JAKARTA (Hidayatullah.or.id) — Ketua Panitia Tarhib Ramadhan Gabungan Jakarta, Suhardi Sukiman, menyampaikan bahwa bulan Ramadhan sejatinya menghadirkan kesempatan bagi suatu bangsa untuk mengalami penyucian jiwa secara kolektif.
“Ramadhan bukan semata pengendalian diri secara pribadi, melainkan juga perbaikan moral sosial yang selaras dengan prinsip perubahan yang ditekankan dalam Al-Qur’an,” kata Suhardi ketika ditemui media ini disela acara Tarhib Ramadhan Hidayatullah Jakarta, Jawa Barat, dan Kampus Pondok Pesantren Hidayatullah Depok.
Acara yang bertajuk “Ramadhan sebagai Momentum Penyucian Jiwa Bangsa” ini berlangsung di Masjid Baitul Karim, Komplek Wisma dan Pusat Dakwah Hidayatullah Jakarta, Cipinang Cempedak, Polonia, Otista, Jatinegara, pada Sabtu, 23 Syaban 1446 (22 Februari 2025).

☆ ☆ ☆ ☆

Salin ulang tanpa perubahan bagian teks kutipan di atas yang diawali kata-kata “Acara yang bertajuk” dan diakhiri setelah “(22 Februari 2025).”.

• [Kumpulan Data]
☆ ☆ ☆ ☆

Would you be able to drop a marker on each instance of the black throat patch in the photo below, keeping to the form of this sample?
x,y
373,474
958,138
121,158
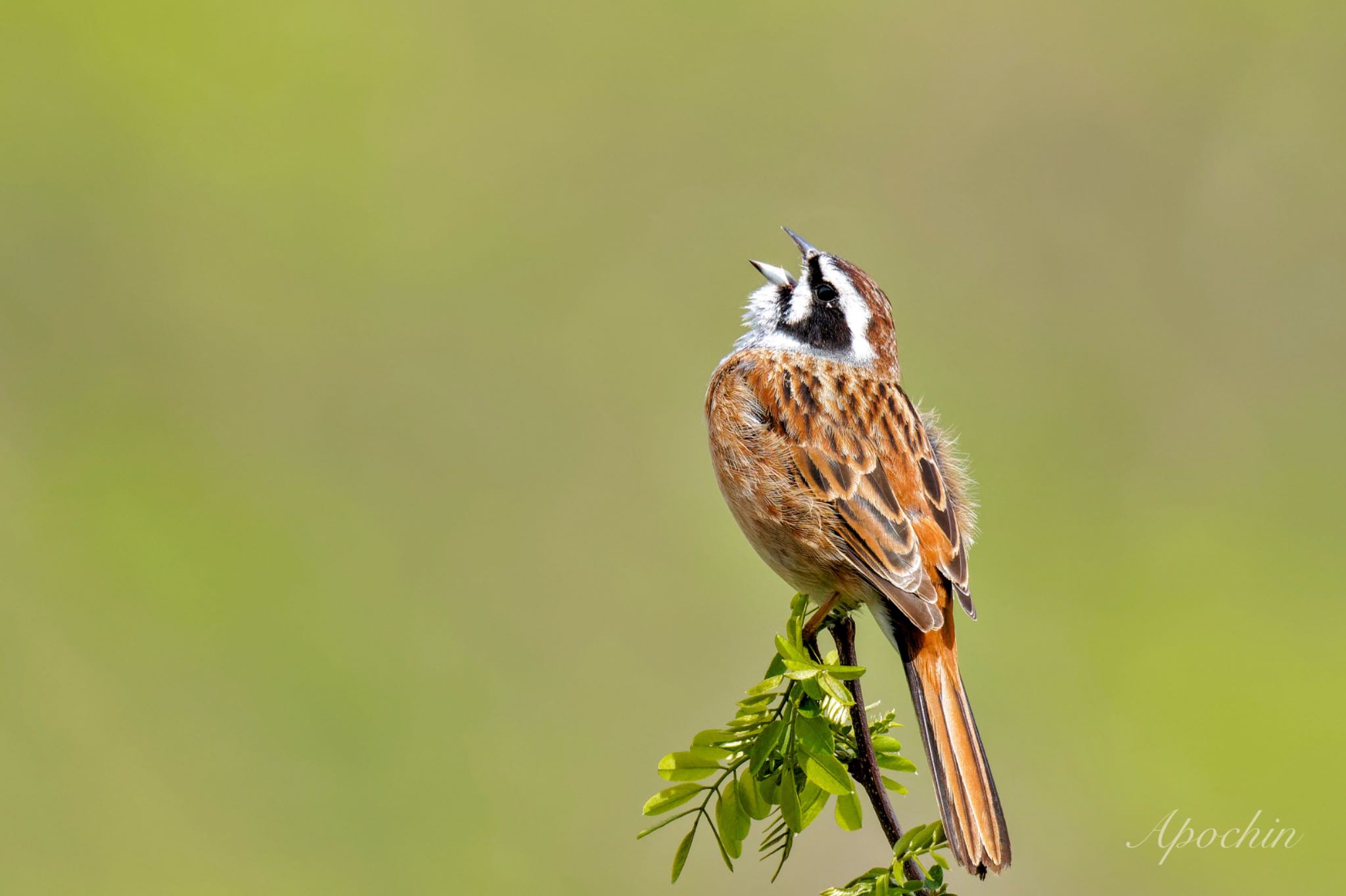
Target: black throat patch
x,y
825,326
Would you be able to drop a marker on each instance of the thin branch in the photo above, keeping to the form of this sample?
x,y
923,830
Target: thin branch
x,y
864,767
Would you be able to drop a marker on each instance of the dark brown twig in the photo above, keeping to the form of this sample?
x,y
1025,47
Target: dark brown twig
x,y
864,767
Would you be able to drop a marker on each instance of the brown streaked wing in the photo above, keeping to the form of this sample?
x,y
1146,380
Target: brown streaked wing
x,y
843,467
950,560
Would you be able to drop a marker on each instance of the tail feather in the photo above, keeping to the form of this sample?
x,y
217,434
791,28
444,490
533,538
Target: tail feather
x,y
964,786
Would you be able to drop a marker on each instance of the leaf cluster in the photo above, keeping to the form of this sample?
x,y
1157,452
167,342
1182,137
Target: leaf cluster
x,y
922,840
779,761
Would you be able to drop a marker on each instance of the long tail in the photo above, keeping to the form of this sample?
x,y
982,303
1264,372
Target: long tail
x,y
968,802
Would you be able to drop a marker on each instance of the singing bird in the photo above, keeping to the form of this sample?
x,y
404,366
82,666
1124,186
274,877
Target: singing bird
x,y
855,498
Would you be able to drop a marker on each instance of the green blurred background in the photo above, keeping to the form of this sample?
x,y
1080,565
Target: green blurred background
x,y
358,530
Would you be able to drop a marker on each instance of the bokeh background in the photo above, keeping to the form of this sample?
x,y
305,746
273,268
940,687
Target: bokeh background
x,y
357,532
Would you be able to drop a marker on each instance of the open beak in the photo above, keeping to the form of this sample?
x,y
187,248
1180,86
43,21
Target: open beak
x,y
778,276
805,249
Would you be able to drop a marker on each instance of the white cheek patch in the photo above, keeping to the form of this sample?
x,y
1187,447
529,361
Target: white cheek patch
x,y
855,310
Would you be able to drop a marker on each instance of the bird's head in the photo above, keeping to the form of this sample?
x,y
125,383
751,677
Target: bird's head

☆ ☆ ☆ ☆

• [Jawaban Lengkap]
Acara yang bertajuk “Ramadhan sebagai Momentum Penyucian Jiwa Bangsa” ini berlangsung di Masjid Baitul Karim, Komplek Wisma dan Pusat Dakwah Hidayatullah Jakarta, Cipinang Cempedak, Polonia, Otista, Jatinegara, pada Sabtu, 23 Syaban 1446 (22 Februari 2025).